#### Entries supplied

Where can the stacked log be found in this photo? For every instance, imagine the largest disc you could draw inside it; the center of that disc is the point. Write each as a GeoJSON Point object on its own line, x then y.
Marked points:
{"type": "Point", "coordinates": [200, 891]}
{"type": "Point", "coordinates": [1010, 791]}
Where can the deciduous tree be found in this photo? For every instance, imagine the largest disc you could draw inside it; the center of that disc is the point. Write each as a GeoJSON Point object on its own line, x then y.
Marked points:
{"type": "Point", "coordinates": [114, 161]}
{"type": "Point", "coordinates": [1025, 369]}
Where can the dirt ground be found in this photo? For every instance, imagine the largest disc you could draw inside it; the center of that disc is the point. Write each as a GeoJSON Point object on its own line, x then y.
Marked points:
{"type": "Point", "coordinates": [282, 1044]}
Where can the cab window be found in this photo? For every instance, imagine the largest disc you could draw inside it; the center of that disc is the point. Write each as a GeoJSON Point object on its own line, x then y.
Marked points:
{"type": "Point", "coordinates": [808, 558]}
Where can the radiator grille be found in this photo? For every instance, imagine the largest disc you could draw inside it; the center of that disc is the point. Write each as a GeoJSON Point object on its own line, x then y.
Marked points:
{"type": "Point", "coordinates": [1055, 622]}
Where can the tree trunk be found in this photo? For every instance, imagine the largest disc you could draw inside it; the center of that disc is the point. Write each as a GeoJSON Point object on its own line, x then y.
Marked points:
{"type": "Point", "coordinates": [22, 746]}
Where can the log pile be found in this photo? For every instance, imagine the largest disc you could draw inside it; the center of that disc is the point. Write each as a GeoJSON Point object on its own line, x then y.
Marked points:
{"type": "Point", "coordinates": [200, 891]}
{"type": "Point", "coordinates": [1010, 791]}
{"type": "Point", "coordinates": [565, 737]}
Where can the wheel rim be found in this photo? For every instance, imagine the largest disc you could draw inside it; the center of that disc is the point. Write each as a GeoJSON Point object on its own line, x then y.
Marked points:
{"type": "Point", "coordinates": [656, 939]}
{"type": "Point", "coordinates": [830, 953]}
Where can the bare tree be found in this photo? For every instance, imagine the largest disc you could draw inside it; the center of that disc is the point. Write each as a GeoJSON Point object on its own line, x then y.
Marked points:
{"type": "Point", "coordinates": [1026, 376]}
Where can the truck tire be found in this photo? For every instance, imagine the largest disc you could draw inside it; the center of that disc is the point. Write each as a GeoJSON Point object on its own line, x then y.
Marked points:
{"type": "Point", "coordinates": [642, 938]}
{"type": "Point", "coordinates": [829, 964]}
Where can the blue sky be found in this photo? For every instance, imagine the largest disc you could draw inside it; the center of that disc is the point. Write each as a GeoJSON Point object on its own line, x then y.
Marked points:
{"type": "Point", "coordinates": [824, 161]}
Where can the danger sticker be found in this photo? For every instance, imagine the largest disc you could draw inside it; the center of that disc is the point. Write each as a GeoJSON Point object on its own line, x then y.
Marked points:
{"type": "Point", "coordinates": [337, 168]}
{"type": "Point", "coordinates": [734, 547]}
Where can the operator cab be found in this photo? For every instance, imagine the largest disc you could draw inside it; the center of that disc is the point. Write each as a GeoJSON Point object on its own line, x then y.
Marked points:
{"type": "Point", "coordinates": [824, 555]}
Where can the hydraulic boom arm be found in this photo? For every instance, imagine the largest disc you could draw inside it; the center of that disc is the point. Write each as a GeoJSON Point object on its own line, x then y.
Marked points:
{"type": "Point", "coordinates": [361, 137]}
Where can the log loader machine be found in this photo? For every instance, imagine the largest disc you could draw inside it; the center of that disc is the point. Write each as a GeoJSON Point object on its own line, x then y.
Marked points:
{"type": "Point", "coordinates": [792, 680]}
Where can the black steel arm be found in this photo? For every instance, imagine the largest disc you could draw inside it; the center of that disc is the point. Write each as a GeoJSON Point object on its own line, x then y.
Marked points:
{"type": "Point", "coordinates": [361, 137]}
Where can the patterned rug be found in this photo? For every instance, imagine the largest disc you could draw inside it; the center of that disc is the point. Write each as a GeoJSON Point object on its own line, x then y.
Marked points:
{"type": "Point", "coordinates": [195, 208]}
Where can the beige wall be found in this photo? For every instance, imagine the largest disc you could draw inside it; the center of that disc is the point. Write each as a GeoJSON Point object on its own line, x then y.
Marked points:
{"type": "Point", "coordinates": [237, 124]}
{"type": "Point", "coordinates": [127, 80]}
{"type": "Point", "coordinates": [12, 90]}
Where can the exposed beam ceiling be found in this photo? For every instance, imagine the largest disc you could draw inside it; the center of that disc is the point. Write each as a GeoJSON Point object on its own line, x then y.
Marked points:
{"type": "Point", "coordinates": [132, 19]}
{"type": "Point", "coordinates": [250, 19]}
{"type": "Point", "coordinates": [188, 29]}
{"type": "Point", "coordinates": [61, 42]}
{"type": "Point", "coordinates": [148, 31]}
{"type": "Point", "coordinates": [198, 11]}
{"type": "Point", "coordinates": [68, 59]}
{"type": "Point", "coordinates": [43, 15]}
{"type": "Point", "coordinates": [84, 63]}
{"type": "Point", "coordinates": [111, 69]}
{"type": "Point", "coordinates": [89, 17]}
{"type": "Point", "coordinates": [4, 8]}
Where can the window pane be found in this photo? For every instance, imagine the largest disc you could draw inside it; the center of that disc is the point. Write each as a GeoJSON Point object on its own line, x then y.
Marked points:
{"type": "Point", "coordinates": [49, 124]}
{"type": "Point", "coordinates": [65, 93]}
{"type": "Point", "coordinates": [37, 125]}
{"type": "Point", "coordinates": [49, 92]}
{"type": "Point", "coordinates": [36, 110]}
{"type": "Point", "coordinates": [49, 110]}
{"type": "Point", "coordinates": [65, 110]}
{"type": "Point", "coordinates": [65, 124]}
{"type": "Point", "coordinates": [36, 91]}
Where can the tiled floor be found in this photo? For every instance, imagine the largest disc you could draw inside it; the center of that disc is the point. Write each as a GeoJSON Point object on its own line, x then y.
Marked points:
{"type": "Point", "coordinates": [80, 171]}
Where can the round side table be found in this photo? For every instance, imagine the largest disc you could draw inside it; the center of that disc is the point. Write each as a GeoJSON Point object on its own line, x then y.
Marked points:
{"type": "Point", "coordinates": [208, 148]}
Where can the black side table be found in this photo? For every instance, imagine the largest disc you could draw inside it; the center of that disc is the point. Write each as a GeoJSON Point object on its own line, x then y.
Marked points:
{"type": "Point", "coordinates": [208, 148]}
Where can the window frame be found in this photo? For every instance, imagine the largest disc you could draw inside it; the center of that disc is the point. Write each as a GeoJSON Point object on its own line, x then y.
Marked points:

########

* **Task to complete**:
Your task is to repeat every entry above exactly.

* **Exercise answer**:
Where can the stacked log be found in this photo? For every instance, imagine the largest disc you could draw inside it; the center of that disc is the point. Write each as a GeoJSON Point object on its own line, x then y.
Marked points:
{"type": "Point", "coordinates": [200, 891]}
{"type": "Point", "coordinates": [1010, 791]}
Where can the deciduous tree be found in this photo? For every instance, imagine the largest disc you could draw inside it; the center of that disc is the point. Write each as a GeoJSON Point object on its own line, x then y.
Marked points:
{"type": "Point", "coordinates": [114, 161]}
{"type": "Point", "coordinates": [1025, 369]}
Where can the dirt ground be found in this photo? For every instance, imagine the largest disc you could draw inside it; the center of that disc is the point. Write each as a GeoJSON Point object on its own line, x then y.
Marked points:
{"type": "Point", "coordinates": [282, 1044]}
Where can the cab window be found in this photo? For every instance, imagine the largest disc you could draw inside it; the center of that disc is the point. Write each as a GeoJSON Point object on its own line, x then y.
Marked points:
{"type": "Point", "coordinates": [808, 558]}
Where can the radiator grille be found in this photo? For every instance, imagine the largest disc you could draw inside it; the center of that disc is the point. Write each as a GeoJSON Point object on its own line, x then y.
Marked points:
{"type": "Point", "coordinates": [1055, 622]}
Where can the tree trunk be found in this photo? For every instance, imagine the largest disc you could draw inside it; the center of that disc is the point. Write each as a GeoJSON Point object on its own line, x then y.
Marked points:
{"type": "Point", "coordinates": [22, 746]}
Where can the log pile be found in this photo? For every instance, imagine the largest disc you could draw inside it; the center of that disc is the point. Write each as a GeoJSON Point object on its own line, x then y.
Marked points:
{"type": "Point", "coordinates": [200, 891]}
{"type": "Point", "coordinates": [1010, 791]}
{"type": "Point", "coordinates": [565, 737]}
Where can the wheel rim be found in this photo? For every instance, imagine the largest disc you could draw inside it; the center of that disc is the point. Write each as a GeoJSON Point object on its own line, x then y.
Marked points:
{"type": "Point", "coordinates": [656, 939]}
{"type": "Point", "coordinates": [830, 953]}
Where can the bare tree be found in this photo? For every instance, imagine the largest disc you could draw inside it; the center of that disc is the point. Write each as a GeoJSON Point object on its own line, x then y.
Marked points:
{"type": "Point", "coordinates": [1026, 376]}
Where can the truck tire be found in this photo? For every instance, imagine the largest disc you could draw inside it; the center of that disc is the point. Write each as a GeoJSON Point object on its own line, x then y.
Marked points:
{"type": "Point", "coordinates": [642, 938]}
{"type": "Point", "coordinates": [829, 964]}
Where can the blue sky be found in this photo? For every instance, imagine the largest disc you could draw inside it; the center of that disc is the point. Write each as a GeoJSON Point object on its own line, x then y.
Marked points:
{"type": "Point", "coordinates": [824, 161]}
Where can the danger sticker be found in this photo? For every instance, imagine the largest disc you could draw inside it; the center of that disc is the point. Write each as a GeoJSON Point object on its own line, x then y.
Marked points:
{"type": "Point", "coordinates": [337, 168]}
{"type": "Point", "coordinates": [734, 547]}
Where can the operator cab be found in this photo? For every instance, imagine the largest disc you could draw inside it; the center of that disc is the point. Write each as a GeoJSON Point object on its own line, x then y.
Marked points:
{"type": "Point", "coordinates": [824, 555]}
Where can the hydraulic boom arm be found in this photo? For every instance, imagine the largest disc you could draw inside it; the center of that disc is the point. Write each as a GeoJSON Point object on its own line, x then y.
Marked points:
{"type": "Point", "coordinates": [361, 137]}
Where can the log loader machine be found in this photo? For every instance, imagine the largest disc you could draw inside it; the center of that disc is the point. Write each as a GeoJSON Point object on its own line, x then y.
Marked points:
{"type": "Point", "coordinates": [792, 680]}
Where can the black steel arm be found in this photo? For every instance, imagine the largest disc you could draw inside it; the center of that disc is the point. Write each as a GeoJSON Point object on its own line, x then y.
Marked points:
{"type": "Point", "coordinates": [361, 137]}
Where can the patterned rug be found in this photo? For every instance, imagine the largest disc you could draw inside it; the center of that disc is the point. Write each as a GeoJSON Point object on its own line, x then y.
Marked points:
{"type": "Point", "coordinates": [195, 208]}
Where can the beige wall be found in this photo? For every instance, imagine the largest disc you could draw inside it; the center of that disc is the point. Write each as a GeoJSON Point object on its own line, x then y.
Marked points:
{"type": "Point", "coordinates": [237, 124]}
{"type": "Point", "coordinates": [127, 80]}
{"type": "Point", "coordinates": [12, 90]}
Where can the exposed beam ceiling be found in this photo? For every instance, imagine the largest disc you could draw inside it; the center of that disc is the point. Write each as a GeoJSON Point object on its own line, x then y.
Marked points:
{"type": "Point", "coordinates": [132, 19]}
{"type": "Point", "coordinates": [250, 19]}
{"type": "Point", "coordinates": [188, 29]}
{"type": "Point", "coordinates": [61, 42]}
{"type": "Point", "coordinates": [148, 31]}
{"type": "Point", "coordinates": [198, 11]}
{"type": "Point", "coordinates": [68, 59]}
{"type": "Point", "coordinates": [43, 15]}
{"type": "Point", "coordinates": [84, 63]}
{"type": "Point", "coordinates": [111, 69]}
{"type": "Point", "coordinates": [89, 17]}
{"type": "Point", "coordinates": [4, 8]}
Where can the window pane be found in this photo? For every instance, imagine the largest disc you could draw inside it; the center of that disc is the point. Write each as a GeoJSON Point object on its own line, x then y.
Marked points:
{"type": "Point", "coordinates": [49, 124]}
{"type": "Point", "coordinates": [65, 93]}
{"type": "Point", "coordinates": [37, 125]}
{"type": "Point", "coordinates": [49, 92]}
{"type": "Point", "coordinates": [36, 110]}
{"type": "Point", "coordinates": [49, 110]}
{"type": "Point", "coordinates": [65, 110]}
{"type": "Point", "coordinates": [65, 124]}
{"type": "Point", "coordinates": [36, 91]}
Where can the tiled floor be found in this photo? For every instance, imagine the largest disc you could draw inside it; the center of that disc is the point. Write each as a GeoJSON Point object on its own line, x then y.
Marked points:
{"type": "Point", "coordinates": [80, 171]}
Where can the round side table be found in this photo? For every instance, imagine the largest disc you could draw inside it; the center of that disc is the point. Write each as a GeoJSON Point object on its own line, x then y.
Marked points:
{"type": "Point", "coordinates": [208, 148]}
Where can the black side table be found in this photo? For every instance, imagine the largest disc you could draw inside it; the center of that disc is the point. Write each as a GeoJSON Point object on its own line, x then y.
Marked points:
{"type": "Point", "coordinates": [208, 148]}
Where can the window frame be found in this photo? For every instance, imagine the largest disc you could draw inside it; the center of that disc is the point. Write each as a GeoJSON Point object on its own line, x then y.
Marked points:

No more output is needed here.